-- Start of Material to process --
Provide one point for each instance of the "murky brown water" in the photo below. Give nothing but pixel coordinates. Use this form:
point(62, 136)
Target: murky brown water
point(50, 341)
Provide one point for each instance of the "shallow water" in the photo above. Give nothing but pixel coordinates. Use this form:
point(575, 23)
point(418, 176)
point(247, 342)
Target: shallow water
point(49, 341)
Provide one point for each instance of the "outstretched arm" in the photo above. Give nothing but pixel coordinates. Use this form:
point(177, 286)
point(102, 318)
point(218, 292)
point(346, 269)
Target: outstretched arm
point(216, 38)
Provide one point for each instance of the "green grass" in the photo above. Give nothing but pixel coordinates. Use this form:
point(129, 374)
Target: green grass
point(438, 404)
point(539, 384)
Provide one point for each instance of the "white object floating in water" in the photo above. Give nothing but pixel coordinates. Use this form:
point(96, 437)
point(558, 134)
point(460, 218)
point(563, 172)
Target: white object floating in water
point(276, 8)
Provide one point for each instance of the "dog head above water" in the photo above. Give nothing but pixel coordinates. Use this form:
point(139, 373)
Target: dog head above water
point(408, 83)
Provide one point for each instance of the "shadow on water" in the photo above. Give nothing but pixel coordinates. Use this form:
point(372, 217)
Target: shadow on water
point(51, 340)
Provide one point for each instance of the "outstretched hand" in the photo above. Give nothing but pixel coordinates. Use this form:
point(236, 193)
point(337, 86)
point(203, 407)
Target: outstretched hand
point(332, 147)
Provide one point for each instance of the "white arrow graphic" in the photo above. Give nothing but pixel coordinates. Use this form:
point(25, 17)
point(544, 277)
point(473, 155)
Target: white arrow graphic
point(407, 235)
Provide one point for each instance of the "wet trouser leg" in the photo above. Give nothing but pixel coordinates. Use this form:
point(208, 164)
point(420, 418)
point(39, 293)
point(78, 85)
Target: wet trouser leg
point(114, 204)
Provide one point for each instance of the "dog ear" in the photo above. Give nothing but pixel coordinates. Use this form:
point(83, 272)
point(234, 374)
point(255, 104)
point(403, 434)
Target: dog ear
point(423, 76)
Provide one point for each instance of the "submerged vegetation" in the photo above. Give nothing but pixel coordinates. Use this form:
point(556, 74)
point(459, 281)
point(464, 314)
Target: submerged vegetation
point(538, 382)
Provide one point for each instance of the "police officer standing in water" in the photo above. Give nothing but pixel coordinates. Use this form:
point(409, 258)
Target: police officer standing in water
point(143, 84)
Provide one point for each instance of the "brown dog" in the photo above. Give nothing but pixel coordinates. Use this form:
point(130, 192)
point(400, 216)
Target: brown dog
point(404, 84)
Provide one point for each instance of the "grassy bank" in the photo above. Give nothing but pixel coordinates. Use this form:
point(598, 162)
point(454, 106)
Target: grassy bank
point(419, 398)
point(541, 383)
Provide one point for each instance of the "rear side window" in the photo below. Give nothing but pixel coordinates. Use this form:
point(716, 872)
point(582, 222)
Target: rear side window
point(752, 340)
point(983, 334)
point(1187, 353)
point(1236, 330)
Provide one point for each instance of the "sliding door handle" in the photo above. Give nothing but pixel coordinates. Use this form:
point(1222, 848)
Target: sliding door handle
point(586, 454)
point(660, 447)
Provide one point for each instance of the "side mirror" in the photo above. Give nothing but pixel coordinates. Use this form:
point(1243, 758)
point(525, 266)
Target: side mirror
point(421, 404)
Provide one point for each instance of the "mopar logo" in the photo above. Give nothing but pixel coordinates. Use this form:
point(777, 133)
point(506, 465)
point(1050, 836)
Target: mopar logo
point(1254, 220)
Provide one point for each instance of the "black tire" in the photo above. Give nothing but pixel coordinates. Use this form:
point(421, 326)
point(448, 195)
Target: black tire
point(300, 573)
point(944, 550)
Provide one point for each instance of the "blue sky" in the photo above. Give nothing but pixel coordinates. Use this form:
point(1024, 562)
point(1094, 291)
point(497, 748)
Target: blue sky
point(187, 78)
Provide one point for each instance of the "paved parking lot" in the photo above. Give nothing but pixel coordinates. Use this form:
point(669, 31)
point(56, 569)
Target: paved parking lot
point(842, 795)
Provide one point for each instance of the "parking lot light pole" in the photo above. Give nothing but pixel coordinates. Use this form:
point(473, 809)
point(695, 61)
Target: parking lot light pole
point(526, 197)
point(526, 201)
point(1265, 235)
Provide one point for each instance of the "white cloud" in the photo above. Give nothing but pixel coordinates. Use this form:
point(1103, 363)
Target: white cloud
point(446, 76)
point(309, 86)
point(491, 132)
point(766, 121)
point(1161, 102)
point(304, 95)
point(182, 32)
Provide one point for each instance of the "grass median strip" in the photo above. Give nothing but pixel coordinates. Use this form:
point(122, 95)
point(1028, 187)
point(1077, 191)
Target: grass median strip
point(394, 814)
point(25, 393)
-- End of Material to process --
→ To do
Swap "Use this form" for "Follow this format" everywhere in the entries and write them all out again, changing nothing else.

→ Answer to this task
Provide one point for each instance of the "murky brown water" in the photo below. Give nothing but pixel coordinates. Follow this format:
point(62, 136)
Target: murky brown water
point(50, 341)
Provide one point for each instance of the "shallow water" in the photo above. Give nothing but pixel coordinates. Follow this format:
point(575, 23)
point(418, 176)
point(247, 342)
Target: shallow water
point(49, 341)
Provide one point for each instance of the "outstretched arm" in the photo above. Give nothing but pixel coordinates. Follow this format:
point(177, 286)
point(102, 318)
point(218, 292)
point(346, 269)
Target: outstretched arm
point(216, 38)
Provide one point for each instance of the "green grass" in the photo above. Give nothing but pixel coordinates. Follow this format:
point(129, 374)
Target: green grass
point(438, 404)
point(539, 384)
Provide one point for each instance of the "white object floating in water" in the photo above. Give nothing but pixel coordinates. Follow this format:
point(96, 437)
point(558, 134)
point(460, 218)
point(563, 172)
Target: white object floating in water
point(276, 8)
Provide one point for each instance of the "dog head above water" in the photo above. Give nothing but pixel coordinates. Follow this format:
point(139, 373)
Target: dog head above water
point(408, 83)
Provide one point for each instance of the "shadow on water" in the photo above. Give nothing but pixel coordinates. Follow this format:
point(372, 217)
Target: shadow on water
point(51, 340)
Provide one point for each instance of the "outstretched hand" in the photo above. Give nothing but pixel coordinates. Follow this format:
point(236, 193)
point(337, 86)
point(203, 407)
Target: outstretched hand
point(332, 147)
Provide one point for each instance of the "white arrow graphic" in the photo above. Give nothing but pixel coordinates. Follow this format:
point(25, 17)
point(544, 277)
point(473, 155)
Target: white arrow graphic
point(407, 235)
Provide one point for each instance of the "wet trouser leg" in the photo above. Give nothing but pixel coordinates. Follow this format:
point(208, 164)
point(420, 418)
point(39, 293)
point(78, 85)
Target: wet trouser leg
point(114, 204)
Provide one point for each instance of the "dog ear" in the photo above. Give nothing but pixel coordinates. Follow this format:
point(83, 272)
point(234, 374)
point(255, 104)
point(403, 434)
Target: dog ear
point(423, 76)
Provide one point for each instance of the "submerged vegetation" in the photo above. Give nothing but pixel coordinates. Follow this format:
point(556, 74)
point(459, 281)
point(464, 314)
Target: submerged vegetation
point(538, 382)
Provide one point for each instance of the "police officer standing in water" in the photo above. Give nothing but pixel coordinates. Follow this format:
point(409, 258)
Target: police officer standing in water
point(143, 84)
Provide one point for each instance of the "brown dog" in the photo above. Give nothing but pixel coordinates. Follow this format:
point(130, 192)
point(400, 216)
Target: brown dog
point(404, 84)
Provide one point for each instance of the "grassy bank" in the photo above. Give nothing but pixel coordinates. Follow this format:
point(598, 162)
point(454, 106)
Target: grassy bank
point(419, 398)
point(541, 383)
Provide one point for each instance of the "rear side window" in the photo below. Give nothing but pixel coordinates. Follow this format:
point(716, 872)
point(582, 222)
Target: rear side window
point(752, 340)
point(983, 334)
point(1187, 353)
point(1236, 330)
Provide one point for each instance of the "sliding door handle" in the photo above. Give nothing but pixel coordinates. Follow this format:
point(1222, 848)
Target: sliding door handle
point(586, 454)
point(660, 447)
Provide one point for each instance of the "side mirror" in the photo above. Give nothing but pixel coordinates. Follow this format:
point(1243, 758)
point(525, 266)
Target: side mirror
point(421, 404)
Provide one point for each instance of the "mopar logo" in the photo above. Give nothing but pixel coordinates. Follow this format:
point(777, 133)
point(506, 465)
point(1050, 836)
Target: mopar logo
point(1254, 220)
Provide one point for each instance of the "black tire" in the photo above. Give nothing but pixel coordinates. Follow this format:
point(421, 326)
point(448, 195)
Target: black tire
point(300, 573)
point(944, 550)
Provide one point for each instance of the "blue sky" in the photo above. Give nothing but pixel coordinates. Follow this format:
point(1024, 562)
point(1094, 291)
point(497, 748)
Target: blue sky
point(187, 78)
Provide one point for each instance of the "paved parking lot" in the photo above. Give nothing but pixel coordinates. Follow this format:
point(669, 31)
point(56, 569)
Target: paved parking lot
point(842, 795)
Provide one point for each instance of the "parking lot light pole" in the photo above. Give nothing but pixel coordinates. Follow this format:
point(473, 809)
point(695, 61)
Target: parking lot light pole
point(526, 197)
point(526, 201)
point(1265, 235)
Provide one point for each instance of the "white cloud" in the photo above. Give nothing but pixel coordinates. Follow this format:
point(1103, 363)
Target: white cloud
point(446, 76)
point(309, 86)
point(491, 132)
point(766, 121)
point(1161, 102)
point(304, 95)
point(182, 32)
Provide one point for each instance of the "grass median strip" in the photo above. Give nothing but pixel coordinates. Follow this format:
point(122, 95)
point(1028, 187)
point(1077, 191)
Target: grass median strip
point(394, 814)
point(25, 393)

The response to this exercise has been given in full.